Reproduce the items word for word, starting at the line that contains "segment leek field" and ending with the last line of the items.
--- START OF SUPPLIED RECORDS ---
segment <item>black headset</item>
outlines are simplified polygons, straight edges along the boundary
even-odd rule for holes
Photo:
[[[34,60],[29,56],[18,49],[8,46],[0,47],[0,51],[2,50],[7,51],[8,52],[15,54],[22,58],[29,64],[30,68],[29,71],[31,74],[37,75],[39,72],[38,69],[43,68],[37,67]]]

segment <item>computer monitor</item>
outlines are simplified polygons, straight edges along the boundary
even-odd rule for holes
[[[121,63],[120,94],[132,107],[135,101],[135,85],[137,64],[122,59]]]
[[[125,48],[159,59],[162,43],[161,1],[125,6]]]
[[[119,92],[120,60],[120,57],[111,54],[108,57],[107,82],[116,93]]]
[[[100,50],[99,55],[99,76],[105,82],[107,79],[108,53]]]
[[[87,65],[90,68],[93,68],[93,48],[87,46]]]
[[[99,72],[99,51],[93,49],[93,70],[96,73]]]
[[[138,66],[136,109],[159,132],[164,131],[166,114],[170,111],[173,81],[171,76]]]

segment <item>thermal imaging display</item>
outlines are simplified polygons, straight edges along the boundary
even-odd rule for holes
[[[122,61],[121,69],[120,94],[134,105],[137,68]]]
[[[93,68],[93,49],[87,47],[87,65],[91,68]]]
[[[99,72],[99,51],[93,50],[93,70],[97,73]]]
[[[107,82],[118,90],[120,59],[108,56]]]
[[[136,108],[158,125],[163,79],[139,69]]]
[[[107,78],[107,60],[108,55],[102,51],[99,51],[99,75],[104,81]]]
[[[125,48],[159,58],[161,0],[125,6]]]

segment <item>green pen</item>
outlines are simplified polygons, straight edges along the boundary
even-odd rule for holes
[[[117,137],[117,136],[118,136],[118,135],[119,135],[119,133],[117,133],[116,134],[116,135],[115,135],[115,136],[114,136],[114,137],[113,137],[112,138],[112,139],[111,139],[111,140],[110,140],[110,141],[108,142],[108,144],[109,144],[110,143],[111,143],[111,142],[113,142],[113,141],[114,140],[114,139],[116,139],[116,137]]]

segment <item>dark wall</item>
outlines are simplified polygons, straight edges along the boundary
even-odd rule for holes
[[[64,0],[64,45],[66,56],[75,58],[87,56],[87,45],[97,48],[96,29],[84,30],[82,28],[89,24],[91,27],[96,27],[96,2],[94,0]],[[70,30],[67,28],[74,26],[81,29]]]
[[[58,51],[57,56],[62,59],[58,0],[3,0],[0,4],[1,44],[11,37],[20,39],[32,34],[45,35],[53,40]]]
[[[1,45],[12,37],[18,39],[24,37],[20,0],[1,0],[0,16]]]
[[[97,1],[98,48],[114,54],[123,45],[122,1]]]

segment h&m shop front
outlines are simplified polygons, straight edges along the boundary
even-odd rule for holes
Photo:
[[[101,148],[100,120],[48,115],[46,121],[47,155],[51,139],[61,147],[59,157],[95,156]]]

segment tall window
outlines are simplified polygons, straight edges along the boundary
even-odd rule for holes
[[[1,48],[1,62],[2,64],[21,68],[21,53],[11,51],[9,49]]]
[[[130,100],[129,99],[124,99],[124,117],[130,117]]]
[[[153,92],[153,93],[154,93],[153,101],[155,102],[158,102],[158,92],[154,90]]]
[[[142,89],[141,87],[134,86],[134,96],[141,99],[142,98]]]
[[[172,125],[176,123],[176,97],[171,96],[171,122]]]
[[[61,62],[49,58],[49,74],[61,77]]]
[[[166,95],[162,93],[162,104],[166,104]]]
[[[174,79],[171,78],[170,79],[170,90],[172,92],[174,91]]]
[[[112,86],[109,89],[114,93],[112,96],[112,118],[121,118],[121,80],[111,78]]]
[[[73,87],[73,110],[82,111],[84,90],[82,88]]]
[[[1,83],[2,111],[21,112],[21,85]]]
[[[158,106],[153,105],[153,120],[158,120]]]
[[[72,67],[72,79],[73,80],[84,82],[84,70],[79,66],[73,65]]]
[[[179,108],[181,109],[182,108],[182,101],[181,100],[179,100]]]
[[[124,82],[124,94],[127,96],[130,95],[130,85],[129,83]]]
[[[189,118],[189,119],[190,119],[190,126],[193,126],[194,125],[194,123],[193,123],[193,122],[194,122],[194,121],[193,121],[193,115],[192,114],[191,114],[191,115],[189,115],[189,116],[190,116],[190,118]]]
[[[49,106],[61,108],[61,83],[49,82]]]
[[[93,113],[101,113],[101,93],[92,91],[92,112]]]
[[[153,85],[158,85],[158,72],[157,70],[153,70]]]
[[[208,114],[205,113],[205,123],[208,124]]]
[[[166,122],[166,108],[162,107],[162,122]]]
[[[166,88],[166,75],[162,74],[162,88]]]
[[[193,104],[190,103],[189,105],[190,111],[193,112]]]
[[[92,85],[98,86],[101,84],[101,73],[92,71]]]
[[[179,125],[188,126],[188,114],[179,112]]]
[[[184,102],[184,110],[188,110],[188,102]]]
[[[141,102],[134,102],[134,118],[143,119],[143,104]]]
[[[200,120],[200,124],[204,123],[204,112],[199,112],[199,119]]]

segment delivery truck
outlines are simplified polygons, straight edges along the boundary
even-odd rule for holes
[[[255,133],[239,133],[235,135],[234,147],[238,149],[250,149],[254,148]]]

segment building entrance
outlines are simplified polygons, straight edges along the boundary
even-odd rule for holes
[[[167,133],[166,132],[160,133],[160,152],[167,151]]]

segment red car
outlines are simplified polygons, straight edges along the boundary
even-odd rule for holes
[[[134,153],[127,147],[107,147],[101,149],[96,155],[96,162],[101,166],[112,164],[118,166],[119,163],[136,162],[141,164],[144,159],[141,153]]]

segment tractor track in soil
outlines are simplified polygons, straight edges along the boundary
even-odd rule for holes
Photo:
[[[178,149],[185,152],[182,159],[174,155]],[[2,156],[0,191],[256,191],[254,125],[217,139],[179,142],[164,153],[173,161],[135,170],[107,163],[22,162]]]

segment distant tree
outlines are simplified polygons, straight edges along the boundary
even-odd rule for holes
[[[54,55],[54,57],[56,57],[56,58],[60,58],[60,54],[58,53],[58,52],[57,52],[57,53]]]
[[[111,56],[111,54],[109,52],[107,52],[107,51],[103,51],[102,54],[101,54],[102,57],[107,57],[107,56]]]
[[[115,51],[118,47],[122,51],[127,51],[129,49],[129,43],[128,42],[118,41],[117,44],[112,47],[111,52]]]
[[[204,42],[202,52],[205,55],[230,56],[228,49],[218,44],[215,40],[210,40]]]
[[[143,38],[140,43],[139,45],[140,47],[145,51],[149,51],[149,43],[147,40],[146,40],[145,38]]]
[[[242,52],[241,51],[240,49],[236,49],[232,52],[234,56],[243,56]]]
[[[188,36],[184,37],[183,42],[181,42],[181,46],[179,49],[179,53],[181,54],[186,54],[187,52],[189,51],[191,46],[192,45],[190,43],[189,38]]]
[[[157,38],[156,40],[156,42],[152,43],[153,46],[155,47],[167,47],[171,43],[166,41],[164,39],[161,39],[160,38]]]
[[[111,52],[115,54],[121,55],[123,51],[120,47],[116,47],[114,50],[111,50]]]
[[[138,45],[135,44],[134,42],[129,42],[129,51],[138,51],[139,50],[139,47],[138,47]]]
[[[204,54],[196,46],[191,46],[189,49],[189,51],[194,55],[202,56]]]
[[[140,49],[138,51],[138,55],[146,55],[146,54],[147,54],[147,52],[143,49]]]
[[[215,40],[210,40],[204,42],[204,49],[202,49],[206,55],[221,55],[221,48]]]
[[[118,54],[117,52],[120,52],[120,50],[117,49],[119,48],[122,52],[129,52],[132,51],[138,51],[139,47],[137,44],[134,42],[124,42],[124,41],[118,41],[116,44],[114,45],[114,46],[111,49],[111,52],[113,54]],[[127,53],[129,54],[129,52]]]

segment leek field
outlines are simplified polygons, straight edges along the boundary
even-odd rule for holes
--- END OF SUPPLIED RECORDS ---
▶ WORKED ANSWER:
segment leek field
outlines are simplified polygons, straight edges along the boundary
even-odd rule for holes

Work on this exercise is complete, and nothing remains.